● What you will do
Which lines in the listing below contain the word "grass"? Find each of them and copy it in full.

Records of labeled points
------------

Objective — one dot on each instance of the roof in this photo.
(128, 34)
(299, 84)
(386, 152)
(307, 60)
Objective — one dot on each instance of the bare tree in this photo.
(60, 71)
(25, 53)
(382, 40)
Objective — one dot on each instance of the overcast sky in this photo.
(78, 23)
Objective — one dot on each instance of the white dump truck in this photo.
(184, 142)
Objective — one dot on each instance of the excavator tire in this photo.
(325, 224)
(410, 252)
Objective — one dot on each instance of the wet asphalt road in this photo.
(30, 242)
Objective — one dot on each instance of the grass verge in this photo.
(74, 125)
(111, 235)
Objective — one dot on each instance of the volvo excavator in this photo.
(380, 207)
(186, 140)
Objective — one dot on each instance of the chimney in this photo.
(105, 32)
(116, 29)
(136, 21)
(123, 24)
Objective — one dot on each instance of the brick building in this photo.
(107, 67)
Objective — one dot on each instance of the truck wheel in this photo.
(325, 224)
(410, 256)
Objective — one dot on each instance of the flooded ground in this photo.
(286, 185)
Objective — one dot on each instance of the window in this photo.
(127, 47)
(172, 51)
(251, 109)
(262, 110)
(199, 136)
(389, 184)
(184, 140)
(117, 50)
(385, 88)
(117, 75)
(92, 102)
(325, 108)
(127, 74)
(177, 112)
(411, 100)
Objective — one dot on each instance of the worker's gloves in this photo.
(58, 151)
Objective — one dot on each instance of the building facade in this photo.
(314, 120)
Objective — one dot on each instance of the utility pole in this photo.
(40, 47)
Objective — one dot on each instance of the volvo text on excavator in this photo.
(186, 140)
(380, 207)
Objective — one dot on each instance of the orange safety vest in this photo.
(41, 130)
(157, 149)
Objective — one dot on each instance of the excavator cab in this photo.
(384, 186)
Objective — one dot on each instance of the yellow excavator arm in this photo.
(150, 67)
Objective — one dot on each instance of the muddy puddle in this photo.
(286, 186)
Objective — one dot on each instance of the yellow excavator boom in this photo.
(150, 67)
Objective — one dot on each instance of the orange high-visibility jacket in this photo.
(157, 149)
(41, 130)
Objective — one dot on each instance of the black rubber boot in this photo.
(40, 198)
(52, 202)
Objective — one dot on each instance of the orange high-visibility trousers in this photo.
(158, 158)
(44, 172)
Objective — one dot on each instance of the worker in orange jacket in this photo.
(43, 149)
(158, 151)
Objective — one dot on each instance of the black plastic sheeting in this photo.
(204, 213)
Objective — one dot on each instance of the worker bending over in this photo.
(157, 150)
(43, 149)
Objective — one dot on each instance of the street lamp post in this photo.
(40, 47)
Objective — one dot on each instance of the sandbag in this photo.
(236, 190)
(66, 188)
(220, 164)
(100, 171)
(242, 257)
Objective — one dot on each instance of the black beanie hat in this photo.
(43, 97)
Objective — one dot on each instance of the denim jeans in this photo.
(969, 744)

------------

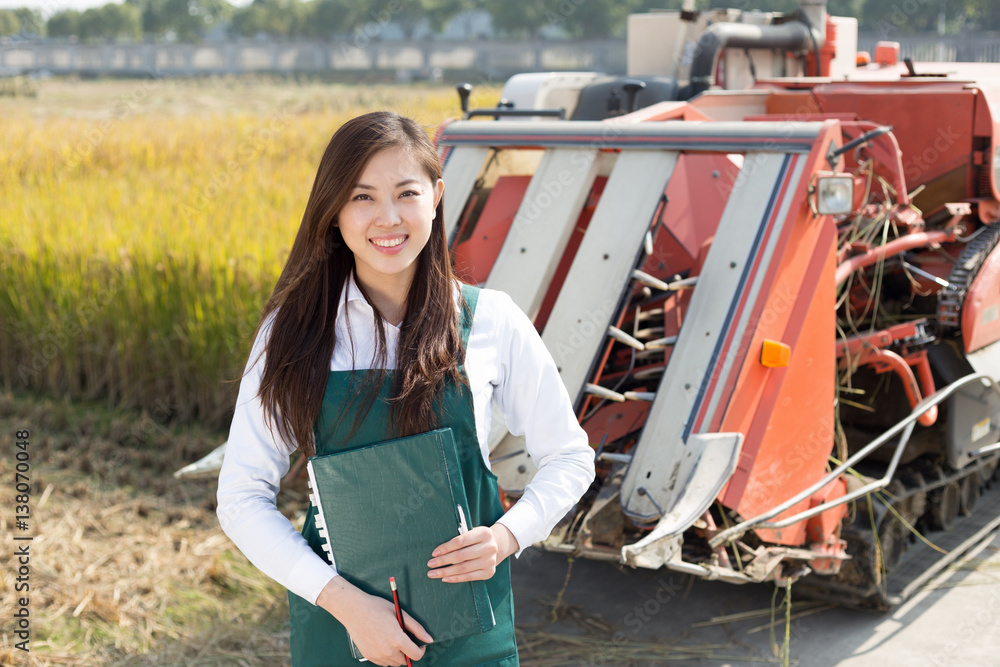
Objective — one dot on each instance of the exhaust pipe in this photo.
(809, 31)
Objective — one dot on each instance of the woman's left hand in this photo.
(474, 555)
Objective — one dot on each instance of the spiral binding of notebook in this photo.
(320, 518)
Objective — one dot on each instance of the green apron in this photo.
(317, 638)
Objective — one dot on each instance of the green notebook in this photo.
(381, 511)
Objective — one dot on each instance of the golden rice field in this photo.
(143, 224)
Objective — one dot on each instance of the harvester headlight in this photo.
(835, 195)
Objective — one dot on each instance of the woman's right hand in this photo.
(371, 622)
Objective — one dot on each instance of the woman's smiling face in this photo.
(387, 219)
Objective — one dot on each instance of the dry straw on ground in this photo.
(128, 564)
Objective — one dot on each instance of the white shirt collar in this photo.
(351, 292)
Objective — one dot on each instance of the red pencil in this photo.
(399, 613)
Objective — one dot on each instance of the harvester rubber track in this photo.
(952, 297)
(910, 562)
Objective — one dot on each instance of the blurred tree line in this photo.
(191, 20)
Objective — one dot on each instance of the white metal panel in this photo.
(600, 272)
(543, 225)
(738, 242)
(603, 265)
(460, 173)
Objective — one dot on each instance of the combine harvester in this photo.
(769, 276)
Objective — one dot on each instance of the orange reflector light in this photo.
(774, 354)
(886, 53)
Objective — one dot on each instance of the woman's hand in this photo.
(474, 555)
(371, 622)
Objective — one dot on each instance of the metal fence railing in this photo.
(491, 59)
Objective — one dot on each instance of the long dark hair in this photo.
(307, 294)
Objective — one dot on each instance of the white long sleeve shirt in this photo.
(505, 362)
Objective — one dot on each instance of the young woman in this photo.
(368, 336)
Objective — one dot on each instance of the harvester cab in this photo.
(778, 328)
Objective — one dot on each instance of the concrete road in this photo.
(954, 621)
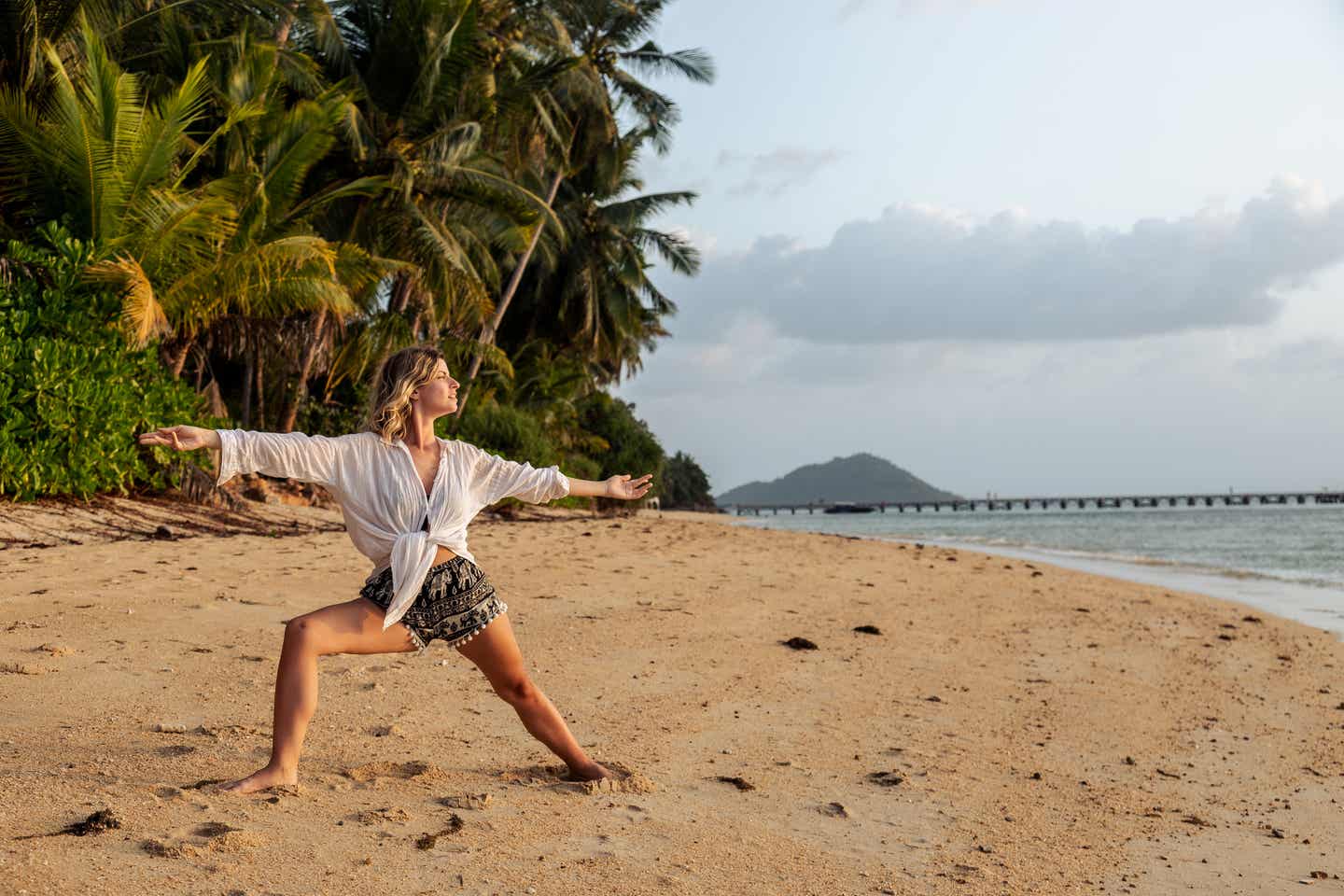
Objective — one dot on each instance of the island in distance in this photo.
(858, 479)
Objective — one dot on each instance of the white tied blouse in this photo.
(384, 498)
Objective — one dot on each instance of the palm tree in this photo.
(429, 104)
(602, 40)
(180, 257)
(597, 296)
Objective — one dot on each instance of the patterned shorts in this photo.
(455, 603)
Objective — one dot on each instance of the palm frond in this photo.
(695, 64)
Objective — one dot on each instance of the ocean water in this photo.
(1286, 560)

------------

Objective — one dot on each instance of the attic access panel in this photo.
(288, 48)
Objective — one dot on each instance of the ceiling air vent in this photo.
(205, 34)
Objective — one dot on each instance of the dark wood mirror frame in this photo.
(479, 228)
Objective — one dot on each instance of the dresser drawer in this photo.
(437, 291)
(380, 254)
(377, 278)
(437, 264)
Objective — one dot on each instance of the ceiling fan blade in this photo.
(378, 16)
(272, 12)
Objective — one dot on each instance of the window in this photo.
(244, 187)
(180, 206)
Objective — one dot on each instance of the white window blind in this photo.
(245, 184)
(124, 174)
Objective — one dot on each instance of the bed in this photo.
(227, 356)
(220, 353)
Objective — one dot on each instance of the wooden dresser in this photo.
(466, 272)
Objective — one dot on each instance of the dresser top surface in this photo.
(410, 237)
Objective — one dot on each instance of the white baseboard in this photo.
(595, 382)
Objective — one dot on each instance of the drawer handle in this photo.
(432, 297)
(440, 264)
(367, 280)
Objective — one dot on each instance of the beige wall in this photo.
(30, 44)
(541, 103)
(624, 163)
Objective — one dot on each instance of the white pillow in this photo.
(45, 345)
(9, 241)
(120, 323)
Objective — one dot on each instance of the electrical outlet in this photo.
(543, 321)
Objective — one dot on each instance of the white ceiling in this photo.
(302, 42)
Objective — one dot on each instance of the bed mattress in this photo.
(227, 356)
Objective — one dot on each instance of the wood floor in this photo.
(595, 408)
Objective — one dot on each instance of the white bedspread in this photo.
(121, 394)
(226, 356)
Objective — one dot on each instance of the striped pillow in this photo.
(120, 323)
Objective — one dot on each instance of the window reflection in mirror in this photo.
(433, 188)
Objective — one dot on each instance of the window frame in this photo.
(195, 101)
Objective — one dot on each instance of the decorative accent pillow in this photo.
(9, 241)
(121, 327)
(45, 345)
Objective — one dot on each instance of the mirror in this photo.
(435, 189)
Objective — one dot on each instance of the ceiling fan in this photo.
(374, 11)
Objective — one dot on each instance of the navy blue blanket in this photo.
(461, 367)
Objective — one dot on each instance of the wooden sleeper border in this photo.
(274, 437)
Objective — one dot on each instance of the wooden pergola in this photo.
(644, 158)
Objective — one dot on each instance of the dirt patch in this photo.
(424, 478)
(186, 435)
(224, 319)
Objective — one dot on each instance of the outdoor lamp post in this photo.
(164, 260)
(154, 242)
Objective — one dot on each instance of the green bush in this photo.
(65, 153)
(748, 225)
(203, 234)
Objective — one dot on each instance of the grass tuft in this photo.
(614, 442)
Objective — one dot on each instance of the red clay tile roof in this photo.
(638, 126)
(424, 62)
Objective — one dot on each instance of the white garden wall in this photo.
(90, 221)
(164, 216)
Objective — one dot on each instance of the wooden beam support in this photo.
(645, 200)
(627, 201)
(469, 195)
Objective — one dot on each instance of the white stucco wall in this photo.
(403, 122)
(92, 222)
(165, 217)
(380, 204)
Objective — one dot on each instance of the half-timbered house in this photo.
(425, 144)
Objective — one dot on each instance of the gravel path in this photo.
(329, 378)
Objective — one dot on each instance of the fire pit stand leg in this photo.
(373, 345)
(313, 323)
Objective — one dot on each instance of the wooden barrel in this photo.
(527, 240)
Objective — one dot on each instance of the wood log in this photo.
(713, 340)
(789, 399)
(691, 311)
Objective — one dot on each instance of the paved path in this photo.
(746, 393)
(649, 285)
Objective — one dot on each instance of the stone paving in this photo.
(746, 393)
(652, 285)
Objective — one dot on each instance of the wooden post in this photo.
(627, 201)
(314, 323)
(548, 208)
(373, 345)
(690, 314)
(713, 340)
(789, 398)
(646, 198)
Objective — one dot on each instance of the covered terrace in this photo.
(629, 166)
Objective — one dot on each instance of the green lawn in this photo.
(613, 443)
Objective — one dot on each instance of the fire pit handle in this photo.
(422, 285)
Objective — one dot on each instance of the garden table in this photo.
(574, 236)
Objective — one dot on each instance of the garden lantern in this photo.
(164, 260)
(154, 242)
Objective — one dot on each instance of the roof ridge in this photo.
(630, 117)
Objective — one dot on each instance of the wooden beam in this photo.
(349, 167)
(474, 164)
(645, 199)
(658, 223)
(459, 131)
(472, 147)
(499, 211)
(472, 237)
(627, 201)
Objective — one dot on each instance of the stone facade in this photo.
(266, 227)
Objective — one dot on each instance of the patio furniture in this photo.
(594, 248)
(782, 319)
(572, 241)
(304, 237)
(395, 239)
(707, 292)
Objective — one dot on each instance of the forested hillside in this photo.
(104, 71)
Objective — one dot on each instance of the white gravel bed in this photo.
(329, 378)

------------

● Solution to this exercise
Objective — one dot on each instance of the grass verge in this photo.
Objective — one dot on each instance of the grass tuft in this photo.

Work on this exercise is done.